Отрывок из документа.
• • • •
Петербург. Тени прошлого - Катриона Келли
Массовое строительство, стандартные дома
В 1957 году в Ленинграде, как и в других городах, началась программа развития жилищного строительства, коренным образом изменившая формы доступного гражданам жилья. Процент живших в коммунальных квартирах оставался высоким. В 1970 году, согласно статье в газете «Ленинградская правда», в коммуналках жило 40 % населения города; в 1990 цифра колебалась между 19 % и 65 % в зависимости от района, а в целом по городу она составляла 23 % [Бобченок 1970][342]. Из-за нехватки жилья, квартиры, предназначенные для одной семьи иногда заселялись как коммуналки[343]. Однако подобную практику все же сочли нежелательной, что в итоге подтолкнуло к решению сократить количество больших квартир в новых проектах и сосредоточиться на одно-, двух– и трехкомнатных квартирах[344], так что основная масса населения постепенно переехала в отдельные квартиры.
Не менее важно и то, что ленинградцы, обладавшие «культурным багажом», имели больше шансов получить отдельное жилье. Важную роль в процессе отбора сыграло появление жилищных кооперативов, возрожденных в конце 1950-х как попытка привлечь советских граждан, имеющих свободные деньги, к финансированию нового строительства: в качестве стимула они получали возможность сократить время ожидания в очереди на квартиру. Члены кооперативов платили аванс в размере 40 % от стоимости новой квартиры, составлявшей, согласно государственному тарифу, 2800 руб. за 12 кв. м жилой площади. Оставшиеся 60 % можно было выплачивать в течение 15 лет по ставке в 1 % [Catrell 1968: 135–136][345]. Дополнительным, негласным стимулом служило и то, что члены кооператива в конце концов часто поселялись в соседстве с людьми своего круга – ведь с 1 января 1964 года кооперативы стали формироваться предприятиями или организациями (в том числе и «творческими союзами» театральных деятелей, писателей и т. д.)[346]. По мере того как дома в центре освобождались, их подвергали комплексному капитальному ремонту (в ходе которого деревянные перегородки меняли на бетонные, деревянные лестницы – на металлические, а дореволюционные апартаменты перепланировались так, чтобы на той же площади помещалось несколько небольших отдельных квартир)[347]. В результате изменились если не сами коммуналки, то, по крайней мере, представления о них. В сознании горожан такие квартиры все чаще ассоциировались с маргиналами и «отбросами общества» – от алкоголиков и люмпен-пролетариев до богемных художников[348].
• • • •
Задания.
(1) Какую долю стоимости новой квартиры члены жилищных кооперативов вносили авансом, согласно тексту о ленинградском жилье?
(2) Напишите продолжение текста о жилищном строительстве в Ленинграде, начиная сразу после его последнего предложения.

Фрагмент данных.
• • • •
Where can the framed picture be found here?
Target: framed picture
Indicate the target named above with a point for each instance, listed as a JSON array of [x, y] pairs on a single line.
• • • •
Ответы к заданиям.
(1) 40 % от стоимости новой квартиры.

(2)
Художники-неформалы всех мастей и вправду нередко предпочитали именно коммуналки, ведь там было больше места для выставок, концертов и чтений, да и вероятность, что соседи станут возмущаться из-за шума, была меньше, чем в современных домах с их тонкими стенами.
Сакральная территория сортира и кухни, – вспоминает В. Кривулин. – Святая святых коммуналки, алтарная часть любой ленинградской квартиры, агора и форум, место встреч и политико-экономических дискуссий. Здесь в голос плакали, кричали и жестикулировали, как в романах Достоевского. По своим же комнатам шептались [Кривулин 1998:47][349].
С возрождением интереса к дореволюционному Петербургу сама беспорядочность коммунального житья стала казаться частью местного колорита, учитывая давнюю привычку петербуржцев с оттенком меланхолической гордости смотреть на свой город как на столицу преступности и упадка[350]. К тому же жизнь бок о бок с другими людьми сокращала необходимость тратить силы на быт[351]. Коммунальная квартира начала ассоциироваться главным образом с нежеланием обустраивать свое жилище, а «гнездовой инстинкт» переместился в новые отдельные квартиры. Центральным понятием становился уют[352].
Как и в любом другом советском городе, в Ленинграде с невероятной скоростью росли невысокие многоэтажки (от пяти до восьми этажей): только в 1966–1969 годах было введено в эксплуатацию более 4,5 млн квадратных метров жилья[353]. Серые бетонные коробки в окружении невысоких кустов были лишены индивидуальности. Британский архитектор и планировщик вспоминает о своем посещении Ленинграда в 1957 году, когда застройка только начиналась: «Первое впечатление от этого комплекса (Ивановская улица. – К. К.) сравнительно низкое качество работ, многоквартирные коробки точно наспех сгребли в кучу. Сами квартиры тоже в целом скучные и стереотипные» [Edmonds 1958: 41].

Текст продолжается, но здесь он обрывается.